*REQUEST*. Turn the material, from its first line through the line that contains "box: [6, 0, 188, 194]", into a numbered list, leaving out blank lines.

*DATA SHOWN*.
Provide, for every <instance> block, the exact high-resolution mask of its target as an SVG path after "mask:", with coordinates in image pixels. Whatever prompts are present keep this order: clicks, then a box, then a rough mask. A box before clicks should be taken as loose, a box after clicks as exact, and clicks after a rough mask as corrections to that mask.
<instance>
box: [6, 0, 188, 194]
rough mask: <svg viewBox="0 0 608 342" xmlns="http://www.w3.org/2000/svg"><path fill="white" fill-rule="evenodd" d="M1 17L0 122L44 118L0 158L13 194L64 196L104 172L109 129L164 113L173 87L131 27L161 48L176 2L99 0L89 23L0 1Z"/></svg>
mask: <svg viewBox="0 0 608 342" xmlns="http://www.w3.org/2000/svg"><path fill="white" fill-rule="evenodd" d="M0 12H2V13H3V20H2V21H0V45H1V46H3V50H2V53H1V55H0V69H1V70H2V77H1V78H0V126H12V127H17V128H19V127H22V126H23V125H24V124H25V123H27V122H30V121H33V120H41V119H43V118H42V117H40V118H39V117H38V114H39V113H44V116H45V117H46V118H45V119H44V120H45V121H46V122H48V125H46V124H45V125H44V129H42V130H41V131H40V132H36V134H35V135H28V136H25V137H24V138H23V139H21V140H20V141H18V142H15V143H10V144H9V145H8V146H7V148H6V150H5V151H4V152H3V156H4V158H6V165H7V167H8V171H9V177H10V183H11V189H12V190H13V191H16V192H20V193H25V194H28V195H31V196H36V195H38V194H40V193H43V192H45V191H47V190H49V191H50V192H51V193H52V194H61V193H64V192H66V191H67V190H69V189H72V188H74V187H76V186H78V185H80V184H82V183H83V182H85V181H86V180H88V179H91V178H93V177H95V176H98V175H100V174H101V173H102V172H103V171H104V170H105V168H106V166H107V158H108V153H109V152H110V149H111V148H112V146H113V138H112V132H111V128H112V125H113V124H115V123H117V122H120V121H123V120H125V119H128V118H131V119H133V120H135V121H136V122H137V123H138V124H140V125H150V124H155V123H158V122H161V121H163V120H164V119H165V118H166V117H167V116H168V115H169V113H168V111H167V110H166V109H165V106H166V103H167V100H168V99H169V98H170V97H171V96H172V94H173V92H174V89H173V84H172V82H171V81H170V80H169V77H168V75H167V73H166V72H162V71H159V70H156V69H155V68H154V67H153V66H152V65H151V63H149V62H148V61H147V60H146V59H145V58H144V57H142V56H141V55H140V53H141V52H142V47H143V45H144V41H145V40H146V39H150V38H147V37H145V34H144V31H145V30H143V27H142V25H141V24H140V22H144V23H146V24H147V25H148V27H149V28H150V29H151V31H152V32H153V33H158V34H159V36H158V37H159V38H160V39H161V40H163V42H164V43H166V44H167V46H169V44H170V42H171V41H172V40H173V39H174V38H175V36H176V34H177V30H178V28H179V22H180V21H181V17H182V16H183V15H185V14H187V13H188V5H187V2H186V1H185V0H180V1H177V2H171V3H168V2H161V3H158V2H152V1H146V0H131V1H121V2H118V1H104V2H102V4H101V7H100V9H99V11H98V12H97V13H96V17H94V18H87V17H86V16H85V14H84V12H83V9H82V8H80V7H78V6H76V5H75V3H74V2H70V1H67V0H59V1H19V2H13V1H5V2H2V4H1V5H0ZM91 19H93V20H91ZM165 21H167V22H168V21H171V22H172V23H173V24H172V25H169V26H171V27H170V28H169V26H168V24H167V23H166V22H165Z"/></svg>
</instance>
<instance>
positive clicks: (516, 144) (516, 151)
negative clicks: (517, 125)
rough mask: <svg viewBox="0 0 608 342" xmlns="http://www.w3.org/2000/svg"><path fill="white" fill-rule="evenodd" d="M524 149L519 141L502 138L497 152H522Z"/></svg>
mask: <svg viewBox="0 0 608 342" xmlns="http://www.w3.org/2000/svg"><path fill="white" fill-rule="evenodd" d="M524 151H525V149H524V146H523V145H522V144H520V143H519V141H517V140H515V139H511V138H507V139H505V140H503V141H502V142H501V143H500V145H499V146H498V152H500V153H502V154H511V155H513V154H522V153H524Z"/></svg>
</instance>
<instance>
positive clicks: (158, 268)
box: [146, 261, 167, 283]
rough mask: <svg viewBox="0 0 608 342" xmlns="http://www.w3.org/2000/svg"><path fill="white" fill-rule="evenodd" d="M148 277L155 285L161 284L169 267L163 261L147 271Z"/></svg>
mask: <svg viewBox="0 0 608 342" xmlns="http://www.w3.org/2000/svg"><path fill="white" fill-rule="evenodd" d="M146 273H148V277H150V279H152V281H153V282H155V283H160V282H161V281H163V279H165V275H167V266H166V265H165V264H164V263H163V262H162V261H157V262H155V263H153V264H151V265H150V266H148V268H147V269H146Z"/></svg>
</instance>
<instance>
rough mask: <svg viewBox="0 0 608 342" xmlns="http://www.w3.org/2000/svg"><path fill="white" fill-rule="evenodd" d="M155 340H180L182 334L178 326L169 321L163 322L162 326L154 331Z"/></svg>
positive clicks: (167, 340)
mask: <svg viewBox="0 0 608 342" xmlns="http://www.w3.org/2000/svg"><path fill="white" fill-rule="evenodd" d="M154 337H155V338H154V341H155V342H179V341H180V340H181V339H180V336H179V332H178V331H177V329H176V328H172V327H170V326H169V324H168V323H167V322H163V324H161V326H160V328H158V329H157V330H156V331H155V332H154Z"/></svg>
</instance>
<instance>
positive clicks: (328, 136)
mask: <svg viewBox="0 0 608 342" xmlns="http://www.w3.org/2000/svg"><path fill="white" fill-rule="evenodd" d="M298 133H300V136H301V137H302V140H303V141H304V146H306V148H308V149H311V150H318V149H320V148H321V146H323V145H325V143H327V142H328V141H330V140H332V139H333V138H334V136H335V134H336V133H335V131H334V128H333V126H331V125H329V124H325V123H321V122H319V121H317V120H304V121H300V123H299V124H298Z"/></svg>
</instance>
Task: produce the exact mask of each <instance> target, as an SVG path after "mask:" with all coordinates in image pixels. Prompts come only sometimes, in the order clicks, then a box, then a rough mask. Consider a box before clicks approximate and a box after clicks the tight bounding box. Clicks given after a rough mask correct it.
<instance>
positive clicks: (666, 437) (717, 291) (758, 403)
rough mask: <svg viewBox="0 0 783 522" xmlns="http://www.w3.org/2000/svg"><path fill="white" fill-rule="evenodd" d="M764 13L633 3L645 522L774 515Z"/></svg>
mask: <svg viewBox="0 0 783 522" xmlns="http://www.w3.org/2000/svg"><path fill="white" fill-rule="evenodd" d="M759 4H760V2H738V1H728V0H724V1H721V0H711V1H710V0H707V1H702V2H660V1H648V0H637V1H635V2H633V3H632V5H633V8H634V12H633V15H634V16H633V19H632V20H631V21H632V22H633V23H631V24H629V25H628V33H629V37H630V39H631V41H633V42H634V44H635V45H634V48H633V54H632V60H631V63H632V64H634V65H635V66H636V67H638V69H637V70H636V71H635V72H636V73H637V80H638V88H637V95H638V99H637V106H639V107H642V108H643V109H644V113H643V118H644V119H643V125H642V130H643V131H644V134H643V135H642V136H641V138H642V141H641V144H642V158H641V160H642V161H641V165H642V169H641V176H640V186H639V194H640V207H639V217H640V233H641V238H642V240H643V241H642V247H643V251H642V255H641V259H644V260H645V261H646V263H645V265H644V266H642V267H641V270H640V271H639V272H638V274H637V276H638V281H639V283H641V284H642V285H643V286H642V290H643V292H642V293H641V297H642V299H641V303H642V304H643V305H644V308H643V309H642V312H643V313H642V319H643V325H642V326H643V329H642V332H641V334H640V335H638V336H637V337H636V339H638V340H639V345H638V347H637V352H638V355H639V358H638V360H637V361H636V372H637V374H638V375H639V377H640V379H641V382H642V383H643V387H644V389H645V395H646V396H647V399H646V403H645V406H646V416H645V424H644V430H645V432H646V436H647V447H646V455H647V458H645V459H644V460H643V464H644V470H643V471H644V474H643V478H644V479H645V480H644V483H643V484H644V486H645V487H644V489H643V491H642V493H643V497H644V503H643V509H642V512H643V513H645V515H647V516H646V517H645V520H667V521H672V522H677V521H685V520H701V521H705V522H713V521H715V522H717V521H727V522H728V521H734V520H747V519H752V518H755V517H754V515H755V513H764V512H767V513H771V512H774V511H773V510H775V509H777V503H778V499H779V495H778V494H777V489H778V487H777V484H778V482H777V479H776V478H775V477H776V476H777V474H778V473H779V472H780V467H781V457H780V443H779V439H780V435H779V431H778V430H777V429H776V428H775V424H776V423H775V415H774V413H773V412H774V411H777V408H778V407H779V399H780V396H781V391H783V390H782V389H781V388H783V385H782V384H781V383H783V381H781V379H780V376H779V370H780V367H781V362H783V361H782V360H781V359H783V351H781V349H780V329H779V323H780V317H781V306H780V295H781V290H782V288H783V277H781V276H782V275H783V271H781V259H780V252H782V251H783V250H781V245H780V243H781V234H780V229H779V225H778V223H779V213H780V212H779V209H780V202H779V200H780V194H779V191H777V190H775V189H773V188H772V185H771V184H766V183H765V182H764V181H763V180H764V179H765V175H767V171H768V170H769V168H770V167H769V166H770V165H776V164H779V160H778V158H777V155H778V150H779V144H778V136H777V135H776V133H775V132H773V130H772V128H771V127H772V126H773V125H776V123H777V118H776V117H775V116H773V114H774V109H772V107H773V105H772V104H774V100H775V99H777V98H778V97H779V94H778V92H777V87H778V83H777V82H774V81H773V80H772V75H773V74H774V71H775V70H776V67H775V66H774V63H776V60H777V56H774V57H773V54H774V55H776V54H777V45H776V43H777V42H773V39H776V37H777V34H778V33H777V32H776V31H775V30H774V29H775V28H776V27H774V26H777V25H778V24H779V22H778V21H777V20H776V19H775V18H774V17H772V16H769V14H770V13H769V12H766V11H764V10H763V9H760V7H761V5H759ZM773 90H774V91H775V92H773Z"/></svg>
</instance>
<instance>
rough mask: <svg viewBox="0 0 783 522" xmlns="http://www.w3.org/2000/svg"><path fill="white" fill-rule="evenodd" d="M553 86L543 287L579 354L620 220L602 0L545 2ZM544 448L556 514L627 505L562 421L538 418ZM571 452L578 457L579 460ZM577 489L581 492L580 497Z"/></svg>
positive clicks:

*ANSWER FOR THE TASK*.
1. Provide, for every <instance> block, the exact high-resolution mask of its target as an SVG path after "mask:", with coordinates in image pixels. Whatever prompts are present keep this order: clicks, then a box, then a rough mask. A box before clicks should be taken as loose, a box after clicks as exact, and clicks after a rough mask as corrections to that mask.
2. <instance>
3. box: [6, 0, 188, 194]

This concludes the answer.